PROMPT:
Edit the records below so that every "mapping pass" becomes "labeling pass", and write them all out again with nothing else changed.

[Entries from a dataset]
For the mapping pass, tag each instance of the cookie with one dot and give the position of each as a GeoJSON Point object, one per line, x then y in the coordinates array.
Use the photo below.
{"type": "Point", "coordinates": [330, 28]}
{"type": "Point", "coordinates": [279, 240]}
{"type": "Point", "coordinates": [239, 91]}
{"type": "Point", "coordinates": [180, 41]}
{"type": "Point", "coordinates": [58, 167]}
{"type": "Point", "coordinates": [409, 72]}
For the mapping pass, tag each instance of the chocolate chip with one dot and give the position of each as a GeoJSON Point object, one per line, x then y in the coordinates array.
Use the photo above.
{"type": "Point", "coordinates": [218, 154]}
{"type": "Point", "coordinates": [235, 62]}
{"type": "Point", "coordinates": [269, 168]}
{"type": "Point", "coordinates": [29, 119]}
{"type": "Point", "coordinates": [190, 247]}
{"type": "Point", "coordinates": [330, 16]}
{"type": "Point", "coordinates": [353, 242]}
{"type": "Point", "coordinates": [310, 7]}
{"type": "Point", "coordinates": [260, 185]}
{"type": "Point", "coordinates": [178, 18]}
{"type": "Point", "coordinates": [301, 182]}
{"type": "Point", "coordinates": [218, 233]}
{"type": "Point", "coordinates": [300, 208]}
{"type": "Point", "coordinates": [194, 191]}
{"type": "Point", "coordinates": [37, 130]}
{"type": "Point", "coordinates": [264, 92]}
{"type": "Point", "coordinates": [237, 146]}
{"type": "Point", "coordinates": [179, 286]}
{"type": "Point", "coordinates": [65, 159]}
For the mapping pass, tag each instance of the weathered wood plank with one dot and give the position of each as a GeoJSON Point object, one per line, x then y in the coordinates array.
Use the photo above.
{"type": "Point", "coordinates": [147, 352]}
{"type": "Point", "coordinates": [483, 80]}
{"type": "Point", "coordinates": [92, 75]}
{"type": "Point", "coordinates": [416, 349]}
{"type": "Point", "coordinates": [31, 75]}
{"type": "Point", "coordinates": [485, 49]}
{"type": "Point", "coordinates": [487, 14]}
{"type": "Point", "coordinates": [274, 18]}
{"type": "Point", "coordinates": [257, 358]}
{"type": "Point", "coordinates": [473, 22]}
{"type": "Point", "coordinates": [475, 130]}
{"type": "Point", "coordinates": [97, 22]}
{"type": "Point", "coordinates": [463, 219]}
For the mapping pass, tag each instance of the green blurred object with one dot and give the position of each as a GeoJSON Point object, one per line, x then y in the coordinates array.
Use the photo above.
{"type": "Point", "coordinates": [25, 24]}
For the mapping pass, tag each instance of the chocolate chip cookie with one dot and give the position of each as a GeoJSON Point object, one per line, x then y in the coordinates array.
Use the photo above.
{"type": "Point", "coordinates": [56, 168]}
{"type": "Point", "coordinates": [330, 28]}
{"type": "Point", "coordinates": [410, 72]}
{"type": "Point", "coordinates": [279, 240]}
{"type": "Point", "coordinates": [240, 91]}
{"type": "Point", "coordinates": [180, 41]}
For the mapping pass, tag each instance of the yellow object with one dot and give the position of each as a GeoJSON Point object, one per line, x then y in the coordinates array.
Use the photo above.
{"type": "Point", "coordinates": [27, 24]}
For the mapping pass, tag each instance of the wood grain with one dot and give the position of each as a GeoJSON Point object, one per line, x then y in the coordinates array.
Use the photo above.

REPLY:
For the labeling pass, tag each instance of the cookie with one dot and give the position of each as a GeoJSON Point object, one per line, x then y in the coordinates array.
Use the photo below.
{"type": "Point", "coordinates": [330, 28]}
{"type": "Point", "coordinates": [279, 240]}
{"type": "Point", "coordinates": [239, 91]}
{"type": "Point", "coordinates": [180, 41]}
{"type": "Point", "coordinates": [58, 167]}
{"type": "Point", "coordinates": [409, 72]}
For the labeling pass, tag each instance of the chocolate chip with one dot and give the position of each as a GeoJSON Point object, one per line, x then y in the coordinates array.
Use the photo above.
{"type": "Point", "coordinates": [218, 154]}
{"type": "Point", "coordinates": [235, 62]}
{"type": "Point", "coordinates": [269, 168]}
{"type": "Point", "coordinates": [29, 119]}
{"type": "Point", "coordinates": [190, 247]}
{"type": "Point", "coordinates": [330, 16]}
{"type": "Point", "coordinates": [353, 242]}
{"type": "Point", "coordinates": [310, 7]}
{"type": "Point", "coordinates": [260, 185]}
{"type": "Point", "coordinates": [178, 18]}
{"type": "Point", "coordinates": [301, 182]}
{"type": "Point", "coordinates": [218, 233]}
{"type": "Point", "coordinates": [300, 208]}
{"type": "Point", "coordinates": [194, 191]}
{"type": "Point", "coordinates": [37, 130]}
{"type": "Point", "coordinates": [264, 92]}
{"type": "Point", "coordinates": [237, 146]}
{"type": "Point", "coordinates": [179, 286]}
{"type": "Point", "coordinates": [65, 159]}
For the labeling pass, tag each instance of the weathered wood plank with one dot and give the position of each as a GeoJSON Point object, one per line, x then y in the coordinates array.
Use the photo above.
{"type": "Point", "coordinates": [147, 352]}
{"type": "Point", "coordinates": [483, 80]}
{"type": "Point", "coordinates": [92, 75]}
{"type": "Point", "coordinates": [416, 349]}
{"type": "Point", "coordinates": [31, 75]}
{"type": "Point", "coordinates": [485, 49]}
{"type": "Point", "coordinates": [487, 14]}
{"type": "Point", "coordinates": [274, 18]}
{"type": "Point", "coordinates": [257, 358]}
{"type": "Point", "coordinates": [473, 22]}
{"type": "Point", "coordinates": [475, 130]}
{"type": "Point", "coordinates": [97, 22]}
{"type": "Point", "coordinates": [463, 219]}
For the labeling pass, tag each instance of the green blurred object with one dot and give the position of each as a GeoJSON Point object, one per line, x then y in the coordinates array.
Use the photo above.
{"type": "Point", "coordinates": [25, 24]}
For the labeling pass, tag each instance of the chocolate chip cookie with one dot and give the position of each as a GeoJSON Point object, one per line, x then y in the coordinates array.
Use the photo above.
{"type": "Point", "coordinates": [56, 168]}
{"type": "Point", "coordinates": [330, 28]}
{"type": "Point", "coordinates": [410, 72]}
{"type": "Point", "coordinates": [279, 240]}
{"type": "Point", "coordinates": [240, 91]}
{"type": "Point", "coordinates": [180, 41]}
For the labeling pass, tag each instance of the yellow object with one dot and give the position of each as a GeoJSON Point object, one per line, x then y in the coordinates array.
Use the photo above.
{"type": "Point", "coordinates": [27, 24]}
For the labeling pass, tag each instance of the wood grain with one dot and give the position of each as a GeoJSON Point object, one per line, x then y in the coordinates array.
Use the photo above.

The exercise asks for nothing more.